__Excerpted records__:
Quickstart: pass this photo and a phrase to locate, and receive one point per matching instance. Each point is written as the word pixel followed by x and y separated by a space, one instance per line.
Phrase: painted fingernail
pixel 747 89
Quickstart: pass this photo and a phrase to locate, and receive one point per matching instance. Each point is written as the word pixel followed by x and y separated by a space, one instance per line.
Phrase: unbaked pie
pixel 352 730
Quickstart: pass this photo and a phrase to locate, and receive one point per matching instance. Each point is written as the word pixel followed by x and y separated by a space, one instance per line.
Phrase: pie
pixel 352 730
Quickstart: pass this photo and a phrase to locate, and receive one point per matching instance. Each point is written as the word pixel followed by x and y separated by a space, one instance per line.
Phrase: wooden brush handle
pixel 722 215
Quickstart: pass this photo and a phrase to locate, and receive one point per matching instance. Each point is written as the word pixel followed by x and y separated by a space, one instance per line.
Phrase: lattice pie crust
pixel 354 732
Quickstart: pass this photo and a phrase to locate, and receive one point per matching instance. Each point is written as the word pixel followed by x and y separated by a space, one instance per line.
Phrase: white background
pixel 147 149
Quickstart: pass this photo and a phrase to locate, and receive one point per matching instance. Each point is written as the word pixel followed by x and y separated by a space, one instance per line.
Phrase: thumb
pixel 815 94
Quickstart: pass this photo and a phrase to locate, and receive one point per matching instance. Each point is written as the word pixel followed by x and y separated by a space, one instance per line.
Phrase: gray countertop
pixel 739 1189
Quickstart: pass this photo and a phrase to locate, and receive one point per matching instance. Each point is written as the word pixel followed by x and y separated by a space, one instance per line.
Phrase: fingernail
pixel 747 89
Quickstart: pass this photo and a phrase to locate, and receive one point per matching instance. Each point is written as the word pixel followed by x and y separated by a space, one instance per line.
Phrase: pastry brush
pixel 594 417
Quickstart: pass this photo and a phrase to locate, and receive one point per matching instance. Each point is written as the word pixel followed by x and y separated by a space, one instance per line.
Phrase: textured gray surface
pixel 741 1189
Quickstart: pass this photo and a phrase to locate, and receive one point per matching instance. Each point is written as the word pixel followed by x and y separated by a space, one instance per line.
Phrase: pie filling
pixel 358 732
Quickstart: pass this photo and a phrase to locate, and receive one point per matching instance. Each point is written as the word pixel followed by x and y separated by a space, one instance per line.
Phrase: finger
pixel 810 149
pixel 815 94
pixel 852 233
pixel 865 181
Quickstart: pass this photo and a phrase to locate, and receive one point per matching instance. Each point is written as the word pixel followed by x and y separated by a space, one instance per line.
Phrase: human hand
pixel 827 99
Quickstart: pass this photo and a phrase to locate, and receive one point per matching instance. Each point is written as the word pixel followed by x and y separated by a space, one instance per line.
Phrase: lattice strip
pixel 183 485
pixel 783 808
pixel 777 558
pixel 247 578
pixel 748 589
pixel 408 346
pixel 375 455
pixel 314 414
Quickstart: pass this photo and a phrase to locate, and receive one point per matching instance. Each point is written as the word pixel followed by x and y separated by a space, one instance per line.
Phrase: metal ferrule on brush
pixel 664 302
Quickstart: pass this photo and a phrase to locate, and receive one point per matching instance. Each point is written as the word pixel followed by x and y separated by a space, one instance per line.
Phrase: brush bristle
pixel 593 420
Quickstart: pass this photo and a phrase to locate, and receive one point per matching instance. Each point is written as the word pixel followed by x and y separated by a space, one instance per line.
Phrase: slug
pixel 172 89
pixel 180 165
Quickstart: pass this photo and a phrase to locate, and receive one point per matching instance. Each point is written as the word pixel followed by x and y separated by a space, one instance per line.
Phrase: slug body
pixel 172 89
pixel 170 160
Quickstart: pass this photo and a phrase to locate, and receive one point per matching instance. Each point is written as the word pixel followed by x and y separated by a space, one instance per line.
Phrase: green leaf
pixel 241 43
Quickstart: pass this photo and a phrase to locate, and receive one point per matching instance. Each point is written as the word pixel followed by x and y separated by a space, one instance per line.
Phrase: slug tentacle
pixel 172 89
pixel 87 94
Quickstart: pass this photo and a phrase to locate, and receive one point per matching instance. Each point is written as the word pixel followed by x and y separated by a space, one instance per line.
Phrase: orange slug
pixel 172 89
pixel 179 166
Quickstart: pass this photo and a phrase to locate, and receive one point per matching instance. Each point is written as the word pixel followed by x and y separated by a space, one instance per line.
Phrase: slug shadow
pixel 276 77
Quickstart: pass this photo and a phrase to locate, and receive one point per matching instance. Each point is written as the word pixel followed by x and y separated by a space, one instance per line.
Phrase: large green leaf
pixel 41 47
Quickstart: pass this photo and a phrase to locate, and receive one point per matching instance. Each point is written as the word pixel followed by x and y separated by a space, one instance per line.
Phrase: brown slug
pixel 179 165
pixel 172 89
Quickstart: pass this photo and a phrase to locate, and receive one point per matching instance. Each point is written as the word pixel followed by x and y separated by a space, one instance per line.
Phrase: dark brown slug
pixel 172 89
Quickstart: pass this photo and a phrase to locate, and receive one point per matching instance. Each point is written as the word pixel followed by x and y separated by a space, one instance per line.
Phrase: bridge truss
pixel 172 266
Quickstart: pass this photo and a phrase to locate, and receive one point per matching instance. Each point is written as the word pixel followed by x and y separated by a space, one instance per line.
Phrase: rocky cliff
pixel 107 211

__Exercise aim__: Rewrite all the records above, changing "Quickstart" to "Usage" wherever it occurs and leaving every other word untouched.

__Response below__:
Usage: pass this photo and a phrase to locate, and receive one point per matching instance. Each point is written as the word pixel followed by x and y separated by a space, one instance per line.
Phrase: painted fingernail
pixel 747 89
Usage: pass this photo and a phrase to locate, and receive one point per matching instance. Each point is written as the word pixel followed by x and y separated by a space, one instance per line.
Phrase: unbaked pie
pixel 352 730
Usage: pass this photo and a phrase to locate, and receive one point per matching instance. Each point is written as the word pixel followed by x and y separated by a space, one instance per line.
Phrase: pie
pixel 352 730
Usage: pass this photo and a phrase to locate, and receive one point per matching instance. Each point is written as the word pixel followed by x and y separated by a space, one instance per line.
Phrase: wooden brush handle
pixel 722 215
Usage: pass this photo and a phrase to locate, and receive one point per matching instance. Each point is written as the word pixel followed by x and y separated by a space, one instance per line.
Phrase: lattice pie crust
pixel 354 732
Usage: pass this photo and a phrase to locate, and receive one point per matching instance. Each point is written as the word pixel followed by x and y separated by a space, one instance per line.
Phrase: white background
pixel 147 149
Usage: pass this photo and a phrase to locate, and receive one point per matching instance. Each point is written as the word pixel followed by x and y separated by a space, one instance per line.
Phrase: thumb
pixel 815 94
Usage: pass this photo and a phrase to locate, and receive one point per matching instance. Each point is written as the word pixel followed by x and y separated by a space, one instance per line.
Phrase: gray countertop
pixel 739 1189
Usage: pass this photo and a phrase to locate, and receive one point per matching instance. Each point is written as the word pixel followed by x and y separated by a space, one instance per line.
Phrase: fingernail
pixel 747 89
Usage: pass this photo and a phrase to locate, and receive one point per matching instance. Each point is written as the word pixel followed by x and y separated by a space, one instance per line.
Phrase: pastry brush
pixel 594 417
Usage: pass this photo and a phrase to locate, and receive one point per matching instance. Each point is written as the word pixel followed by x and y separated by a space, one instance per line.
Phrase: textured gray surface
pixel 741 1189
Usage: pass this photo and a phrase to locate, and receive one point per matching instance. Each point is written as the word pixel followed by x and y separated by a space, one instance per line.
Phrase: pie filling
pixel 358 732
Usage: pass this photo and a phrase to locate, and receive one point per matching instance. Each point is written as the word pixel followed by x and y separated by a space, one instance per line.
Phrase: finger
pixel 810 149
pixel 815 94
pixel 852 233
pixel 865 181
Usage: pass this photo and a phrase to locate, and receive one point per matching instance. Each point is written as the word pixel followed by x and y separated by a space, one instance per line.
Phrase: human hand
pixel 827 99
Usage: pass this photo and a phrase to locate, and receive one point per matching instance. Each point is written as the word pixel followed by x and y separated by a space, one instance per line.
Phrase: lattice strip
pixel 183 485
pixel 783 808
pixel 777 558
pixel 247 578
pixel 748 589
pixel 408 346
pixel 375 455
pixel 314 414
Usage: pass this photo and a phrase to locate, and receive one point per matching instance. Each point is written as the word pixel followed by x and y separated by a space, one instance per line.
Phrase: metal ferrule on brush
pixel 664 302
Usage: pass this photo and a phrase to locate, and receive one point per matching instance. Each point is written as the word pixel followed by x and y separated by a space, one instance per line.
Phrase: brush bristle
pixel 593 420
Usage: pass this photo and a phrase to locate, and receive one point per matching instance. Each point is written as the word pixel followed by x and y separated by a space, one instance per line.
Phrase: slug
pixel 172 89
pixel 180 165
Usage: pass this photo and a phrase to locate, and receive one point per matching instance. Each point is written as the word pixel followed by x and y separated by a space, one instance per line.
Phrase: slug body
pixel 172 89
pixel 170 160
Usage: pass this photo and a phrase to locate, and receive one point per matching instance. Each point is written as the word pixel followed by x and y separated by a space, one instance per line.
Phrase: green leaf
pixel 241 43
Usage: pass this photo and a phrase to locate, and receive one point per matching instance. Each point is written as the word pixel followed by x and y separated by a space, one instance per line.
Phrase: slug tentacle
pixel 172 89
pixel 87 94
Usage: pass this photo and a phrase to locate, and receive one point per matching instance. Each point is written as the word pixel followed by x and y separated by a space, one instance per line.
Phrase: orange slug
pixel 172 89
pixel 179 166
Usage: pass this photo and a phrase to locate, and receive one point per matching instance. Each point is written as the word pixel followed by x and y separated by a space, one instance per line.
Phrase: slug shadow
pixel 276 77
Usage: pass this photo and a phrase to locate, and receive one point per matching instance. Each point is written as the word pixel followed by x and y separated by a space, one instance per line.
Phrase: large green leaf
pixel 41 47
Usage: pass this photo and a phrase to locate, and receive one point per matching instance. Each point is written as the word pixel followed by x and y separated by a space, one instance per line.
Phrase: brown slug
pixel 179 165
pixel 172 89
Usage: pass this photo and a phrase to locate, and receive one point per matching instance. Each point is written as the word pixel followed by x and y separated by a space, one instance per line.
Phrase: dark brown slug
pixel 172 89
Usage: pass this photo and a phrase to locate, and receive one point per matching instance. Each point is written as the word pixel followed by x and y separated by a space, one instance per line.
Phrase: bridge truss
pixel 172 266
Usage: pass this photo and a phrase to locate, and receive one point per matching instance. Each point is written as the word pixel followed by x and y separated by a space, one instance per line.
Phrase: rocky cliff
pixel 107 211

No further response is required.